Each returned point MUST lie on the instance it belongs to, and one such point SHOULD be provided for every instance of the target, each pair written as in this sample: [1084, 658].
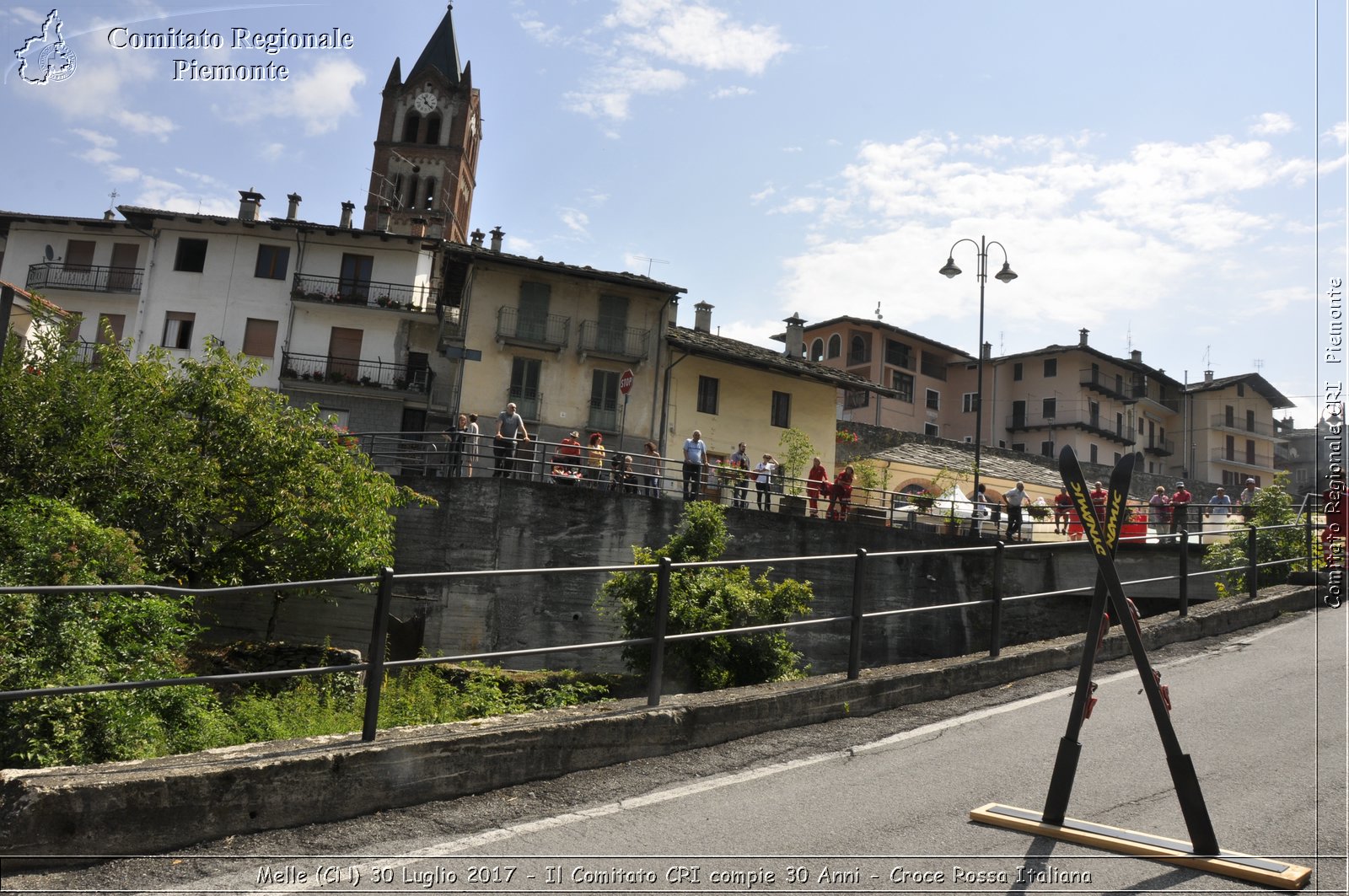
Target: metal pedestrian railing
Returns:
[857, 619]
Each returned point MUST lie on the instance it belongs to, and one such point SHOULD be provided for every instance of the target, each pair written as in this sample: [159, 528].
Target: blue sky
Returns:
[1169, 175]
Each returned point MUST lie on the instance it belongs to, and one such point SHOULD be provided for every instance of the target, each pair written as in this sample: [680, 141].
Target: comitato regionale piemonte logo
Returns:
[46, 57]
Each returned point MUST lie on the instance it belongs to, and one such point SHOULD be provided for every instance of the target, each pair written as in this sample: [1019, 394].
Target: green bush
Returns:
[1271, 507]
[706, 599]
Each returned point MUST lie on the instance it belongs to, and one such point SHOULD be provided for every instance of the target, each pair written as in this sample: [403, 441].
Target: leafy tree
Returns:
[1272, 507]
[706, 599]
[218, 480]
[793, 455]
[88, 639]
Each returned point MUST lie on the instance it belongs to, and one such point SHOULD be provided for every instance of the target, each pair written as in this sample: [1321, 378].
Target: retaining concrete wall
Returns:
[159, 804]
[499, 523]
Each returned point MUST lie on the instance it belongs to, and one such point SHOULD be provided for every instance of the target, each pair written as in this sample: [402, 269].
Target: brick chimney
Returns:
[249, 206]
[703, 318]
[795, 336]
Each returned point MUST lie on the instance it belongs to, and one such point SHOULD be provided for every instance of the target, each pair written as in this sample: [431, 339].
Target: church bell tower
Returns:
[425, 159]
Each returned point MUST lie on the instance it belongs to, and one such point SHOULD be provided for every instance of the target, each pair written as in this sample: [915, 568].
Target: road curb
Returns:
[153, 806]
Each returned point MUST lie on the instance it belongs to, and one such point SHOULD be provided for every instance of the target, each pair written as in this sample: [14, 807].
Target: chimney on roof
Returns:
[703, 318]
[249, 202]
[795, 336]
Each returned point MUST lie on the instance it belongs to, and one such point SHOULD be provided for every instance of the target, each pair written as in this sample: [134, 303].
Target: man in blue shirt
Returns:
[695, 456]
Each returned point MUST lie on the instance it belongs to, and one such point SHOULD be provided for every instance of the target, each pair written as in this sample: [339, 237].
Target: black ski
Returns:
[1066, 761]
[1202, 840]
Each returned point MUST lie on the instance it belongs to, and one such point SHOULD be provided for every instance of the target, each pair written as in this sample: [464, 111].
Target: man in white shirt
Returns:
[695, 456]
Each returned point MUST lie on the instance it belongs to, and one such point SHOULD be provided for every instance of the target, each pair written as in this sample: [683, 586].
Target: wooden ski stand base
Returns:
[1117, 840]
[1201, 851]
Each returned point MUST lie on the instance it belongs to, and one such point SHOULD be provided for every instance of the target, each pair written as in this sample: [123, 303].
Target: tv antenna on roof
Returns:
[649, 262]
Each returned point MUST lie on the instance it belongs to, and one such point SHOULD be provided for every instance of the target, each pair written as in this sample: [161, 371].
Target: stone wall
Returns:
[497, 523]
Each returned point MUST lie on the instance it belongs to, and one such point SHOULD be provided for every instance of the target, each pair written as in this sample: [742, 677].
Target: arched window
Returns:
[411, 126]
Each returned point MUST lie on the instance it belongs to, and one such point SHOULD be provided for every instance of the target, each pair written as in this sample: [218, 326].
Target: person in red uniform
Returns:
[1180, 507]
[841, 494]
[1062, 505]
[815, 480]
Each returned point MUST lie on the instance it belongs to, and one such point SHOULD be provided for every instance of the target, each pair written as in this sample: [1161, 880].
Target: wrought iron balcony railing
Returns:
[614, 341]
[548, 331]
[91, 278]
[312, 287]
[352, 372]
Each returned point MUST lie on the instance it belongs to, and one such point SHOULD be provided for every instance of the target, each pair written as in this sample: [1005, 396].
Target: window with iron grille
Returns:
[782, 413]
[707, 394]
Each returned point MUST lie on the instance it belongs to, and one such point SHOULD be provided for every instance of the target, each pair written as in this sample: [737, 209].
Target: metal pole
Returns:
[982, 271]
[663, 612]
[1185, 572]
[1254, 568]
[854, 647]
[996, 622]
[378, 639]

◆ AIM ◆
Rewrite every one of the records above, replacing "Returns" with "Output" and keeping everything else identical. Leave the pictures out.

◆ RESPONSE FOR THIS EXERCISE ◆
Each returned point MUST lie on the instance it belongs to, and one such point SHOULD be provided for every instance of the target, each pair written as in this sample: [1084, 658].
Target: metal pedestrian railing
Output:
[857, 619]
Each returned point MUST lie on the instance it belongs to, and one such point SHOULD be provided for every instance of the target, each pair written as in this sample: [159, 528].
Target: blue sky
Output:
[1169, 175]
Each returned point MUST lie on the instance it belongs to, and one such point SHOULD be provided for every instance of the target, each pair written as in this sample: [680, 141].
Target: comitato regionale piemonte logo
Output:
[46, 57]
Each returned point MUST lie on the instance it belongs to, and one such point SHOULD be provided for every instance of the target, each pair written as in this sample: [1019, 394].
Target: green bush
Output:
[1271, 507]
[706, 599]
Each returned point MUST lie on the instance it belongs to, and one such point SHOULD be provided for every instance of the target, each pair written as in this sample: [403, 441].
Target: leafy tree
Output:
[1272, 507]
[706, 599]
[218, 480]
[793, 455]
[88, 639]
Each returned point MUST lie on the instance it belongs to, and one such point SHOULD be provided for every instance of the target, each pair written as in this sample: [1321, 378].
Target: retaining concrete wall
Output:
[159, 804]
[499, 523]
Each returned point MUST lie on the instance it belongs to, and one such point SHOULD be provided for every instance of the target, each pair written as in this sample: [402, 269].
Target: brick chimney
Output:
[249, 206]
[703, 318]
[795, 336]
Each returned point MUST lie on the instance it belongs to, and one such point SHOULD be provided for every instance of the target, each pair written as in this sample: [431, 339].
Target: church bell tower
Output:
[425, 159]
Each returned point MUST lie on the instance it belongs to, and one such point SHOULD be provided for every instance of the target, each pair written as in this sample: [915, 568].
Target: road curb
Output:
[153, 806]
Each returned point MUST lie on the instance it belongs to, and one such point SHOULD be provided for every instance of the target, each pair written as in this sample: [14, 807].
Target: chimney on roof
Output:
[703, 318]
[249, 202]
[795, 336]
Each returned point MUST lie on the instance it belongs to, and one such point SHOULD be provided for every instance of the target, each pair written as in this sample: [134, 303].
Target: man in blue shirt
Output:
[695, 456]
Each returned point MUST lie on the instance it belongs to, and one such point SHOULD be provided for every instance of the target, each pair written as in this sample: [339, 237].
Target: black ski
Output:
[1066, 761]
[1202, 840]
Each returned point MUST lie on the instance it belongs to, and one such point SHOULD be provided for every instance of the target, each pair written as in this sample: [464, 111].
Target: man in white shirt
Output:
[695, 456]
Each returned point MUST lie on the instance it belongs to, and one such point SHOULD be provided for every instance of the target, each pair written as in this sample: [683, 586].
Target: wooden ski stand base
Output:
[1117, 840]
[1201, 851]
Each returned point MUST lie on the instance it belongs to, and one such point SHOULD be provided for every instance of the target, each pair written as in this sample: [123, 303].
Target: tv antenna on roof
Output:
[649, 262]
Each returned point MUST lie on the instance it belongs to, and one such point SHOULD be provided for every instance of the target, each pair written as in this sample: [161, 371].
Target: stone wall
Output:
[497, 523]
Each returned point MUST lie on the instance it belongs to, and one such point SHOULD be provided for every instance of the target, each pair written as in this sample: [742, 677].
Target: arched window
Output:
[411, 126]
Each returned point MUST lie on the instance it belongs to, and one such point SHOULD be provided for every instance of the target, each pair written as in this sample: [218, 326].
Target: person in red uniform
Output:
[1180, 507]
[841, 494]
[1062, 505]
[815, 480]
Each returned point MUST lie on the instance it belongs to, and one such point SHOULD be provided for every instance of the target, each pair written as in this sample: [1161, 880].
Target: wrought iron balcony railing
Output:
[614, 341]
[548, 331]
[91, 278]
[312, 287]
[352, 372]
Each returned point MUST lie on the instance it belongs to, and one such point SHOULD be provided for every instance of the target, each pair written as in this sample: [1005, 396].
Target: window with iron grille
Output:
[782, 413]
[707, 394]
Each returned point MUST lie on the instance it belongs to, and one such point SHOULD be provided for every instance of the target, each pair written as in this sample: [737, 209].
Target: metal pole
Output:
[982, 271]
[663, 612]
[1185, 572]
[1254, 568]
[854, 647]
[996, 622]
[378, 639]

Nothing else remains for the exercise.